**AUFGABEN UND ÜBUNGEN:**
1 – Beantworte anhand des Textblocks folgende Fragen:
(a) Wann begann Hillarys Kampagne offiziell?
(b) In welchem Magazin erschien Doug Henwoods Titelstory?
(c) Welcher Clinton-Skandal wird namentlich genannt?
2 – Schreibe den Abschnitt des Textblocks ab, beginnend bei „Zunächst einmal, dass“ und endend bei „der letzten Woche.“. Ersetze darin „PR-Abteilung“ durch „Presseabteilung“.

**TEXTBLOCK:**
- - -

Zunächst einmal, dass
man von beiden ständig in der Zeitung liest. Ich glaube zwar kaum,
dass besonders viele Menschen jeden Morgen brennend auf das
Allerneuste von Hillarys Wahlkampagne oder diesem neo-preussischem
Repräsentanzbau warten, aber so ist es nun mal. Denn das haben sie
auch gemein: Beide haben offenbar eine gut bezahlte und gut vernetzte
PR-Abteilung, die dafür sorgt, dass es das Thema immer wieder in
deutsche Zeitungen schafft – im Fall von Hillary wie auf Kommando
zum offiziellen Beginn ihrer Kampagne in der letzten Woche.
Und das ist noch nicht
alles: Beide sind langweilig, überflüssig, lange nicht mehr
zeitgemäß und demnächst werden eine Menge reiche Menschen sehr
viel Geld für sie bezahlen. Bloß dass die Milliarden, die Hillary
Clinton für ihren Wahlkamp sammeln möchte, für die
amerikanische Elite eine gute Investition sein werden. Sie kriegen
weitere vier Jahre business as usual,
die anderen nur ein Stück gefakte Barockfassade.
Vielleicht
gibt es aber auch wirklich eine schweigende Mehrheit, die in
freudiger Erwartung auf die Vorbereitungen für ihr neues Schloss
blickt, und vielleicht sind diese Menschen echt, die auf Hillarys
Twitter-Feed mit selbstgebastelten Schildern am Straßenrand stehen
und sie auf ihrer Bustour durch die fly-over-states
jubelnd begrüßen. Vielleicht gab es auch wirklich beglückte
Iraker, die 2003 der Invasionsarmee Rosenblüten vor die Panzerketten
streuten.
Das
beleidigstende an beiden Phänomenen ist dann auch, dass sie
irgendwie Enthusiasmus verlangen,
in Wirklichkeit aber nichts aufregendes zu bieten haben. Stadtschloss
wie Hillary sind Ausdruck tiefer Stagnation und Ideenlosigkeit und
interessieren eigentlich keinen Menschen. Dementsprechend gut müssen
sie verkauft werden: Everyday Americans need a champion.
Mach Geschichte. Spenden Sie...
New Adventures. New Chapters. Endlich gewinnt die Mitte
Berlins ihr ursprüngliche Identität zurück... This starts with
you.
Doug Henwood hat in einer
ausführlichen Titelstory für das liberale Harper's Magazin
bereits vor einigen Monaten erschöpfend den case against Hillary
dargelegt. Als echter Linker spürt er keinerlei Loyalität
gegenüber der demokratischen Nomenklatura und hat also nicht einmal
Hemmungen, einige der notorischen Clinton-Skandale (wie Whitewater) wieder hervorzuzerren, die man in gesitteten Kreisen eigentlich
nicht mehr erwähnen sollte, nachdem sie in den 90er Jahren von den
barbarischen Gingrich-Republikanern so aggressiv ausgeschlachtet
wurden. Aber wie gesagt, Henwood genießt es offensichtlich die
demokratische Parteidisziplin von links zu unterwandern und
dementsprechend vernichtend fällt sein Urteil aus:
"American political culture has become thoroughly, perhaps fatally, sclerotic. A country that looks more and more like a frank plutocracy, with a deeply alienated and atomized population and rotting social and physical infrastructure, needs something fresher than another Clinton. (That her opponent could be yet another Bush is even more depressing.)"

- - -

**Einträge aus einem Annotationsdatensatz:**
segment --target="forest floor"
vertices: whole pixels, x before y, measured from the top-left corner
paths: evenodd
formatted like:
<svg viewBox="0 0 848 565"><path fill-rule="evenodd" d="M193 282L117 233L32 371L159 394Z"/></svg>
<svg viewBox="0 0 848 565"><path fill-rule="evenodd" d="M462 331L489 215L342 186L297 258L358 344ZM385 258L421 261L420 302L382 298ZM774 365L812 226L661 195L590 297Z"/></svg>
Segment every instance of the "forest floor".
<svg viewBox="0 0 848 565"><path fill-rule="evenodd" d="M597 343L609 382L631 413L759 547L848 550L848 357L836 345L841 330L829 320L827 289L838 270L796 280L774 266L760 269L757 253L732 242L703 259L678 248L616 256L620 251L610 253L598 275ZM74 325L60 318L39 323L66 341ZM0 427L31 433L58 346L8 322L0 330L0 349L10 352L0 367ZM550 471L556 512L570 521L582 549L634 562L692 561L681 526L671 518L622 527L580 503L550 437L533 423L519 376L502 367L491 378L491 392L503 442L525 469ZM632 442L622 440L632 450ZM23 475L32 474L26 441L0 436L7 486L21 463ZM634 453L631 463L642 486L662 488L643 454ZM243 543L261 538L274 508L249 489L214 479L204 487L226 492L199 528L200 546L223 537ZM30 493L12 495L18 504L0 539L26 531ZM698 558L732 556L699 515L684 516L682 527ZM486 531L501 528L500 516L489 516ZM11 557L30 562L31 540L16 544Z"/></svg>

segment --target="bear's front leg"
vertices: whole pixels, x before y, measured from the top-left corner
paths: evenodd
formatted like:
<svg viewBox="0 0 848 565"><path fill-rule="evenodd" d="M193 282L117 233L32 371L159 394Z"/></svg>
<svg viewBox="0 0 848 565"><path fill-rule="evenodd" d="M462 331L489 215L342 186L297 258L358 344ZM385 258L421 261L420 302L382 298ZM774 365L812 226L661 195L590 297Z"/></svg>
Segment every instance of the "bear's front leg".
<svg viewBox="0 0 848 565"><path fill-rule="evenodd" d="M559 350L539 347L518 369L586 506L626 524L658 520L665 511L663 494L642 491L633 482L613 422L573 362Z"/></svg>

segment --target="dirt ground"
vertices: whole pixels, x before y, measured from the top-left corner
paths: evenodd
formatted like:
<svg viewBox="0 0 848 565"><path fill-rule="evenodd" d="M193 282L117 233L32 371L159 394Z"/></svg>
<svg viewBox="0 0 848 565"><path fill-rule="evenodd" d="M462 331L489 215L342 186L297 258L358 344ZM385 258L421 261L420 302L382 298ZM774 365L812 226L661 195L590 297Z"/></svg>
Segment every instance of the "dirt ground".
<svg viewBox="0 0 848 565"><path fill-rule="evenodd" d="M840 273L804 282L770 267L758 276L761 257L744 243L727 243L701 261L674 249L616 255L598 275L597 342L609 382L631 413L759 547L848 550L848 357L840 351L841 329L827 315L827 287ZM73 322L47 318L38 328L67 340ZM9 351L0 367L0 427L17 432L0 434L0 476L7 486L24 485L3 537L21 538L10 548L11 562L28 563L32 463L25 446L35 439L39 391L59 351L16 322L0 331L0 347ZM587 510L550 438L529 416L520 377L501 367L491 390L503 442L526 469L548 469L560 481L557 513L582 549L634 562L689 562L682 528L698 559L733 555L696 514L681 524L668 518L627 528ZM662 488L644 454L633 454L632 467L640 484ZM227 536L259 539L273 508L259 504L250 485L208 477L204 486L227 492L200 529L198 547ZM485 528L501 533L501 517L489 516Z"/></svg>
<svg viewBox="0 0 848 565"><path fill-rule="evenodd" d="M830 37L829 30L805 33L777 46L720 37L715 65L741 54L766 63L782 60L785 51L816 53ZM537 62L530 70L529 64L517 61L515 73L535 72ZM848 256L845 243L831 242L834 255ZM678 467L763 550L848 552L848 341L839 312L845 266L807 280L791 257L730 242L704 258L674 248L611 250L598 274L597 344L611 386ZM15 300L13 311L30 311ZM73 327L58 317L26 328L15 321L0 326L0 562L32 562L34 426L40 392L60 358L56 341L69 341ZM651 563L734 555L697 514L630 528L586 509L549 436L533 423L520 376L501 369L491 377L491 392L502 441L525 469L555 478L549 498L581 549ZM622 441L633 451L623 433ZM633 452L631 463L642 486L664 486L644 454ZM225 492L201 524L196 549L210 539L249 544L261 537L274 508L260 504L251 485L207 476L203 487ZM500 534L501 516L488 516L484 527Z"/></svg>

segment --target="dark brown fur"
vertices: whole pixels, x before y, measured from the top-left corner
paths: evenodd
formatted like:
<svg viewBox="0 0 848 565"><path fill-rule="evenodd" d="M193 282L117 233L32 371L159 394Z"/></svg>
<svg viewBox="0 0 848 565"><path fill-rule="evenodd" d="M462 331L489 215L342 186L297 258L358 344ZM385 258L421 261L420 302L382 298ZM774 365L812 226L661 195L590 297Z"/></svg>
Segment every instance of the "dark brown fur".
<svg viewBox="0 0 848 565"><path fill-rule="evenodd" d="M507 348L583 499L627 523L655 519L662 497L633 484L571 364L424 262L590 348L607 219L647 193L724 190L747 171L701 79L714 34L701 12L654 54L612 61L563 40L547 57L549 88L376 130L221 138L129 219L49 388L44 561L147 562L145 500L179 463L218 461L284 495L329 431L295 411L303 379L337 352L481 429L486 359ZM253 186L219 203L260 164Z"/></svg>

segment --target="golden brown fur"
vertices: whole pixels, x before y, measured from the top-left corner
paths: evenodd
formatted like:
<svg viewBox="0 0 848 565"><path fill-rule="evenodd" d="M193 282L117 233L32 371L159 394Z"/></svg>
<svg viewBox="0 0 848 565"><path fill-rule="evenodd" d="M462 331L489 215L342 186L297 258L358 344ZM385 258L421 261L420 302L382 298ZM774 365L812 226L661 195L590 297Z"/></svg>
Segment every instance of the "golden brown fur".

- - -

**LÖSUNGEN JE AUFGABE:**
1 –
(a) In der letzten Woche.
(b) Im liberalen Harper's Magazin.
(c) Whitewater.

2 –
Zunächst einmal, dass
man von beiden ständig in der Zeitung liest. Ich glaube zwar kaum,
dass besonders viele Menschen jeden Morgen brennend auf das
Allerneuste von Hillarys Wahlkampagne oder diesem neo-preussischem
Repräsentanzbau warten, aber so ist es nun mal. Denn das haben sie
auch gemein: Beide haben offenbar eine gut bezahlte und gut vernetzte
Presseabteilung, die dafür sorgt, dass es das Thema immer wieder in
deutsche Zeitungen schafft – im Fall von Hillary wie auf Kommando
zum offiziellen Beginn ihrer Kampagne in der letzten Woche.